AIM A: Summarize the legal excerpt in two sentences.

──────── ARTICLE ────────

Plaintiff first requests a declaratory judgment that defendants "violated clearly established law." Compl. ¶ 50(4). This is clearly nothing more than a request for a "declaration of a violation of federal law where there is no continuing violation to enjoin," and is thus barred against defendants Meisel and Kelso in their official capacities, since they are state officers. See Marbley, 57 F.3d at 232. Additionally, plaintiff's request for a declaratory judgment fails to state a claim against the individual officer defendants in their official capacities because it does not satisfy the Monell requirement of alleging that the officers acted pursuant to an official pattern or practice of their municipalities.
Plaintiff also requests a declaratory judgment that defendants' actions amounted to a criminal conspiracy to violate her rights under 18 U.S.C. § 241 and 242. This request is barred against all defendants in their official capacities for the same reasons as the first request; against Meisel and Kelso it is merely a request for a retrospective declaration of a violation and is barred by the Eleventh Amendment; against the officers it fails to allege the requisite official policy or practice of their municipalities. There is an additional problem with this request, however. Since §§ 241 and 242 are criminal statutes, there is no private right of action for violation of them. See Powers v. Karen, 768 F. Supp. 46, 51 (E.D.N.Y.), aff'd 963 F.2d 1522 (2d Cir. 1992). Thus, plaintiff has no standing to bring a claim under these sections.
Therefore, because we find that plaintiff apparently has not intended to, and on these facts legally could not, state claims for damages or for declaratory judgment against defendants in their official capacities, we next consider her claims against defendants in their individual capacities.
III. INDIVIDUAL CAPACITY CLAIMS
A. Section 1983 Claims
1. Claims Against Officer Sutcliffe
As best we can parse plaintiff's complaint, she appears to allege that Officer Sutcliffe's entering her daughter's property and there requesting that she return to her car and produce her license and registration, and then issuing her the two traffic tickets amounted to a trespass, Stmt. of Facts ¶ 1, as well as an arrest without probable cause. Officer Sutcliffe asserts that he is entitled to qualified immunity from liability.
Such a claim for false arrest arises under § 1983 as a violation of the Fourth Amendment; the trespass claim would be a pendent state claim.
A trespasser is "a person who enters or remains upon land in the possession of another without a privilege to do so, created by the possessor's consent or otherwise." WM. PROSSER, LAW OF TORTS § 58 at 357 (1980). Plaintiff's trespass allegation fails to state a claim for two reasons. First, plaintiff, who was arrested on what was apparently her daughter's private property, Compl. ¶ 14, does not have the requisite ownership interest to support an action for trespass. Second, even if she had such an interest, Officer Sutcliffe's entry onto the property, for the purpose of fulfilling his public duty (issuing traffic citations to a motorist he personally saw violate a traffic law), is privileged. See People v. Czerminski, 94 A.D.2d 957, 464 N.Y.S.2d 83, 83 (4th Dept. 1983).

────────

AIM B: List every row below that contains the string "waffle", treating uppercase and lowercase as different.

──────── TASK INPUTS ────────

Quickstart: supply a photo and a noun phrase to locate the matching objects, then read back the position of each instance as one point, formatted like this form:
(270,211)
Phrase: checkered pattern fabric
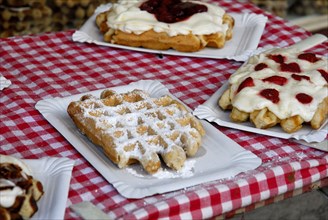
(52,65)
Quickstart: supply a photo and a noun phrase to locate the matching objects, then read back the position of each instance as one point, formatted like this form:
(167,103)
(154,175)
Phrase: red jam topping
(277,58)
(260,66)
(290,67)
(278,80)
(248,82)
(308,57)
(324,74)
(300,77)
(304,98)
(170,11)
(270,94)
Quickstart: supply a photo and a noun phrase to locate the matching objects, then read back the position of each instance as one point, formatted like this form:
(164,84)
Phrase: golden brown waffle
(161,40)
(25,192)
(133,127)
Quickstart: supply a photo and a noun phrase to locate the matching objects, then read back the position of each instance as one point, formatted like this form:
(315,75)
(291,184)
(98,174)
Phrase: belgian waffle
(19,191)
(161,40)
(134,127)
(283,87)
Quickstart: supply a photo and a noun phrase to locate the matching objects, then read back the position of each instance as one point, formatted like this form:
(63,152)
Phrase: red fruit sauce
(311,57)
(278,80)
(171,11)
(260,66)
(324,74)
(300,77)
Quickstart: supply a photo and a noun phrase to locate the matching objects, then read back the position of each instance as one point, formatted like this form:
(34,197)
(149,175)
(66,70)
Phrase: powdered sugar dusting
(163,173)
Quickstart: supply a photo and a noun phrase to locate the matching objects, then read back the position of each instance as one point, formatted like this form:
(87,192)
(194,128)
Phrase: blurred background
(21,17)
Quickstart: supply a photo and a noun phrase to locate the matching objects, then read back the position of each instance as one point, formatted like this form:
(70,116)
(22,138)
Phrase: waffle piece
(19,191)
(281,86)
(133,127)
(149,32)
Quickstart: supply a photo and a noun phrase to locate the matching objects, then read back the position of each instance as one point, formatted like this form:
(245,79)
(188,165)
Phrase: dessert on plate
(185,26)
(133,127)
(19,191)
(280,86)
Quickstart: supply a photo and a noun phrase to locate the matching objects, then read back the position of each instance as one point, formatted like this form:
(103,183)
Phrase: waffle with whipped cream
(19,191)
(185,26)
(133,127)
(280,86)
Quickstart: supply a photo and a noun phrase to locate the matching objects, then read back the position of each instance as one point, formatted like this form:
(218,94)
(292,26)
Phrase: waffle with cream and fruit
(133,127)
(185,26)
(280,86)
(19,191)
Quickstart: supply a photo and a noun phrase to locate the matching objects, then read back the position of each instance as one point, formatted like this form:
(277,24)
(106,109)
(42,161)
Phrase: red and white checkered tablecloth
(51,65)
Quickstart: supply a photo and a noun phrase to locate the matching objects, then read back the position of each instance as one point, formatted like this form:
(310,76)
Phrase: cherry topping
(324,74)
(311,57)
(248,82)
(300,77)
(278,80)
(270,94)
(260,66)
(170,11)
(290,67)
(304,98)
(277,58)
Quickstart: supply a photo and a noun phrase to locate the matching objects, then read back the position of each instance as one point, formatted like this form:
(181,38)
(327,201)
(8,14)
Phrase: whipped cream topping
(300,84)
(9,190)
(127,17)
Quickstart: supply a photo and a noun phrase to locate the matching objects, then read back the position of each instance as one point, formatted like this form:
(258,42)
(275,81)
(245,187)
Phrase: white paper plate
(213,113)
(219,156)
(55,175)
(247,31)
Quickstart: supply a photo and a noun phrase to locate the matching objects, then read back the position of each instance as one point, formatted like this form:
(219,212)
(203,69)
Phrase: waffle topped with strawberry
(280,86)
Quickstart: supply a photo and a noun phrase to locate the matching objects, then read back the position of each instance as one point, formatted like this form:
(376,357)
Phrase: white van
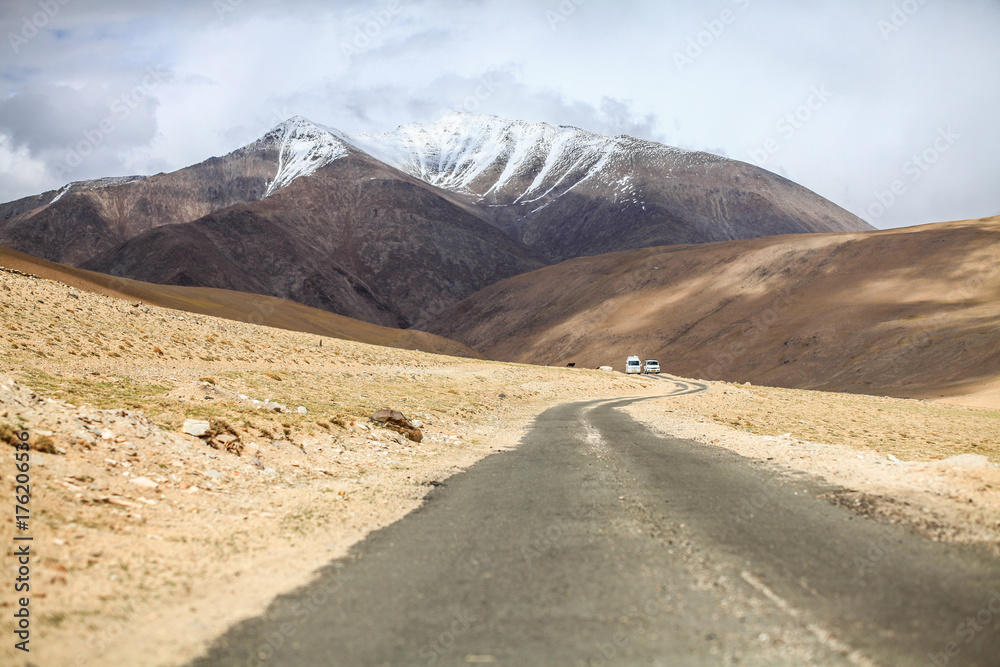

────────

CORRECT RESULT A: The plaintiff's requests for declaratory judgments that defendants violated clearly established law and criminally conspired under 18 U.S.C. §§ 241 and 242 are barred or fail to state a claim against defendants in their official capacities, and those criminal statutes give no private right of action. Turning to individual capacity claims, the excerpt finds that the trespass allegation against Officer Sutcliffe fails because the plaintiff lacked an ownership interest in her daughter's property and because his entry to issue traffic citations was privileged.

CORRECT RESULT B:
Phrase: golden brown waffle
Phrase: belgian waffle
Phrase: waffle piece
Phrase: waffle with whipped cream
Phrase: waffle with cream and fruit
Phrase: waffle topped with strawberry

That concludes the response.